• Passage provided
There’s a tennis ball sized lump in my throat radiating a burn so hostile I can feel it in my gut. The tears welling behind my eyes are so persistent and heavy I sense if I let a single one surface I won’t be able to stop the inundation.

Uncaring, the bell rings anyways.

Sitting in second period, I try to maintain my focus. Brushing off any questions or comments when suddenly I’m called out of class by the Principal herself.

She walks me down the empty hallway and pulls me into a small, empty office. She closes the door behind us.

As we both awkwardly stand there in close proximity. She puffed chested, me deflated. She tells me she thinks it’d be best if I meet with “her colleague” one-on-one. He would like to apologize for his behavior and she thinks all of this can be put to rest. She feels he really is sorry for what he’s done. “We all make mistakes.” she says.

I suddenly have this feeling of being watched. Like someone else is in the room. Like I’m being ambushed. Every hair on my body is standing tall. My ears are ringing. I can’t stop looking around the room assuring myself no one else is here.

I tell her “No, absolutely not.” as I reach for the door. She steps in front of me insisting I hear her out.

And there they go… the tears… pouring down my face in torrents. Completely unstoppable.

When she realizes I’m crying the obvious frustration washes over her face.

“You need to calm down. I can’t have you going back to class crying. Everyone is already talking about this and we can’t be adding fuel to the fire. If you can’t stop crying I think you should just go home.”

I push past her, open the door, and head for the bathroom to try and regain my composure.

I stand there in the mirror debating if I should just go home. Maybe things will calm down over the weekend and Monday will be easier.

I decide to head to my confidant’s office and see if she can help me calm down. She’s like another mother to me and I’m sure she’ll know just what to say to make me feel better.

When I tell her what the principal did and said she gives me the impression she too feels maybe that would be best. She thinks maybe I should just meet with him and let him explain his side of the story.  Let him apologize. Tell him how uncomfortable it made me feel. Then, maybe I’ll feel better and things can calm down around here, get things back to normal.

Now I’m enraged. Confused. Beyond emotional. I feel betrayed. I feel misled. Lied to.

Why has everyone who less than 24 hours ago was just as disgusted by him as me, now suddenly feeling the need to brush it all under the rug as swiftly as possible?

• Your task
According to the passage provided, who calls the narrator out of second period?

Lines of data
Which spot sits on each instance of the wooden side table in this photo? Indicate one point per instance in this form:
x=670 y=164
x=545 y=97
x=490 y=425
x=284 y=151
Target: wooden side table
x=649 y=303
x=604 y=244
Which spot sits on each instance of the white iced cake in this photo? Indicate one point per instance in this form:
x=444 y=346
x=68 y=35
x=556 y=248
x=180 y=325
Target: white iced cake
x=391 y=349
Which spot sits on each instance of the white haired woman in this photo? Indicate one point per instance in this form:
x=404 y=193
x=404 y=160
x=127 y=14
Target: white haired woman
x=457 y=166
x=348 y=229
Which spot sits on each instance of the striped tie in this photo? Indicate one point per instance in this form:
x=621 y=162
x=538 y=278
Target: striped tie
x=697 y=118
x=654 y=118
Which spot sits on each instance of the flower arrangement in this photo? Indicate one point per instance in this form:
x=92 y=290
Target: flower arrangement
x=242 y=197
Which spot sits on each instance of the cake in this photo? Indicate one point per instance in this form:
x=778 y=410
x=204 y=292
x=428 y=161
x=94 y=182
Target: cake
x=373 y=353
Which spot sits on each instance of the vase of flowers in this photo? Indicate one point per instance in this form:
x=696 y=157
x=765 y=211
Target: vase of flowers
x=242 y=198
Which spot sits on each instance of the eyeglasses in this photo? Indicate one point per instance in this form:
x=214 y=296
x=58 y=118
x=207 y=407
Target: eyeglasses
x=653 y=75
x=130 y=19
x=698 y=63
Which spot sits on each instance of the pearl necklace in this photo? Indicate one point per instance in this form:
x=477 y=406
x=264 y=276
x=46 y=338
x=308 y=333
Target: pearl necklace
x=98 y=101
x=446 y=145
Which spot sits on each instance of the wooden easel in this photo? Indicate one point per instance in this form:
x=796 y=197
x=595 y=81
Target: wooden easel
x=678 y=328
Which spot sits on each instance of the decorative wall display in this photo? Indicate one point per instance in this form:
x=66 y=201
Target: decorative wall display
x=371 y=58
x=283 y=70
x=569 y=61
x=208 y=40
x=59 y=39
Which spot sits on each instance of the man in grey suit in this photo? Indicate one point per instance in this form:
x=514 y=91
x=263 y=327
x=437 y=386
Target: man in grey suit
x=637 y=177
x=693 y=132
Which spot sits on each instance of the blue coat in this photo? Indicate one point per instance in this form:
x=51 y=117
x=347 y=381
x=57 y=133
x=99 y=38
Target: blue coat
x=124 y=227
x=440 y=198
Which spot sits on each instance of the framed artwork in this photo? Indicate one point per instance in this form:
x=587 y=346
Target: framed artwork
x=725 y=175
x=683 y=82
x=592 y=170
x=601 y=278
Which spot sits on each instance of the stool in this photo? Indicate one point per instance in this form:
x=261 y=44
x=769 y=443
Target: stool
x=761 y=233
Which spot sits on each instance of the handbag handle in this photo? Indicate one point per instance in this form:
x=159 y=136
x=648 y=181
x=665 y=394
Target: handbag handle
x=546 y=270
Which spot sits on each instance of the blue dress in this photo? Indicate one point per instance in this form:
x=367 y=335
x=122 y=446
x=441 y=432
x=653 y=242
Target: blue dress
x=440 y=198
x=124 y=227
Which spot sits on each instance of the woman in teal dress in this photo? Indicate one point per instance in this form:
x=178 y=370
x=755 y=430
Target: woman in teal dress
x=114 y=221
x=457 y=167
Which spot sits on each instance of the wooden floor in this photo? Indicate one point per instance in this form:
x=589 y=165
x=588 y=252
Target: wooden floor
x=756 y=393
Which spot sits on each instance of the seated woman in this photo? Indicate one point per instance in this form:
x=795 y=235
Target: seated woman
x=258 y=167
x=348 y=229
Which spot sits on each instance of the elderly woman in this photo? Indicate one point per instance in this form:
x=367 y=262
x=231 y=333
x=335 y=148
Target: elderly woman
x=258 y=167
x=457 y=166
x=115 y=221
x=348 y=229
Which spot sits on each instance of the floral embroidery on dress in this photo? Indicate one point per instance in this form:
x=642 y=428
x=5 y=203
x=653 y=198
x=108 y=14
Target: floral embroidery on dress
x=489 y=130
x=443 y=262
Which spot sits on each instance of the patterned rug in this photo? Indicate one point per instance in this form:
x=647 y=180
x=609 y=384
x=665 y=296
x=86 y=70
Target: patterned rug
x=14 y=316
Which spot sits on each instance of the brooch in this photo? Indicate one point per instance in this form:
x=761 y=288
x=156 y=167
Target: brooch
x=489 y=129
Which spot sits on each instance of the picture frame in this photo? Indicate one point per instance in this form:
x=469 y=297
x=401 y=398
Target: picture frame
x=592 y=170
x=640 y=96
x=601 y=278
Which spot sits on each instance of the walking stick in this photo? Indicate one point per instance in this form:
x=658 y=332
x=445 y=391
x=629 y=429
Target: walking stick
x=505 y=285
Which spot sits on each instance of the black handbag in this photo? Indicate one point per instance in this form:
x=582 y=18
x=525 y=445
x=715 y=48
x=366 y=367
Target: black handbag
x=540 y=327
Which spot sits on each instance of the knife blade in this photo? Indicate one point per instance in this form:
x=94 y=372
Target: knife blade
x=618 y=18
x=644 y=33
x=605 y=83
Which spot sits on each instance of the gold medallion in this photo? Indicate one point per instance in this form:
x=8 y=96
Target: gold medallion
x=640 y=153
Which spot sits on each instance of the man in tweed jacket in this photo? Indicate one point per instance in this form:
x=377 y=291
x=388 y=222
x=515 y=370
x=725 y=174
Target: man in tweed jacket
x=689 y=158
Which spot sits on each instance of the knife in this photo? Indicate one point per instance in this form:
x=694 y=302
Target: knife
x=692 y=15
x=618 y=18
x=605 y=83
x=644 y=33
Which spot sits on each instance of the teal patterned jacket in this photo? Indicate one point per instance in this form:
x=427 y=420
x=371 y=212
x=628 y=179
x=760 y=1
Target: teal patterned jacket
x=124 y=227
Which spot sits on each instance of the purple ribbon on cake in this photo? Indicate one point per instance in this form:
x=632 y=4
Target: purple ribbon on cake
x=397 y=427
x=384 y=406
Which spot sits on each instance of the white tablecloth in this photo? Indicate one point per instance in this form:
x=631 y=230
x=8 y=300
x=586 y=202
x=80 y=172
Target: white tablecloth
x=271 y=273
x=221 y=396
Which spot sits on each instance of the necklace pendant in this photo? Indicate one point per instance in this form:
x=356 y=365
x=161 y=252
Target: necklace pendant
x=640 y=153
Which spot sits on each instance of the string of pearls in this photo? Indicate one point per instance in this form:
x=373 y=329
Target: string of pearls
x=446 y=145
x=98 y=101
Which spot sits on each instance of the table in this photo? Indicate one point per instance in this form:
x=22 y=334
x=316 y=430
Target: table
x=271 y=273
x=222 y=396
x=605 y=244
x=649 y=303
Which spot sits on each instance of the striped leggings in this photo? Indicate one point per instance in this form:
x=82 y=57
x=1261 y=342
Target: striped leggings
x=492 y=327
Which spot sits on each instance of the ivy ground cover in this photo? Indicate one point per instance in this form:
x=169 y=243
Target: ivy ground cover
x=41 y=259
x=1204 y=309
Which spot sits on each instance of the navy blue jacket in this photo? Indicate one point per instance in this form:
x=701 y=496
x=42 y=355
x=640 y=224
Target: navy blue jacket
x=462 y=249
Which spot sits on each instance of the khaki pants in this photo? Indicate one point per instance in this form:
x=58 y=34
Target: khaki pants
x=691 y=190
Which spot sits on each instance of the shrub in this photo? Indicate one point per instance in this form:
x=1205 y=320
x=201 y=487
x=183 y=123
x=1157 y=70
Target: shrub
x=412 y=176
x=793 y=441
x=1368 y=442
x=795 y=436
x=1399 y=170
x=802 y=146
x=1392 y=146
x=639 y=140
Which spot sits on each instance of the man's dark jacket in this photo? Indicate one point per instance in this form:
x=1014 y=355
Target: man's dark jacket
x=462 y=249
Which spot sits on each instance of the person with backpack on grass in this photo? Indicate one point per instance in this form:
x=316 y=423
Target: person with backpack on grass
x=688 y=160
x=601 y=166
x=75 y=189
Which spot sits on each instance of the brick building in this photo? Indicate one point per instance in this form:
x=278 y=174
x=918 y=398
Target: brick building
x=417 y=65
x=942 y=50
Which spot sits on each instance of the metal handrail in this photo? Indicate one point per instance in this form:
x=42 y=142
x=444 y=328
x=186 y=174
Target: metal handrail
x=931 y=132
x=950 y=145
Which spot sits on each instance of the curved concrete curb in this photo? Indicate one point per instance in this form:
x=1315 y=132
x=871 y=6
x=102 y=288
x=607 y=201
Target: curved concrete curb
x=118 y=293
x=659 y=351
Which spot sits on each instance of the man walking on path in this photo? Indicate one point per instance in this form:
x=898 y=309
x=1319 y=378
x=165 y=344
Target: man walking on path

• Result
The Principal herself.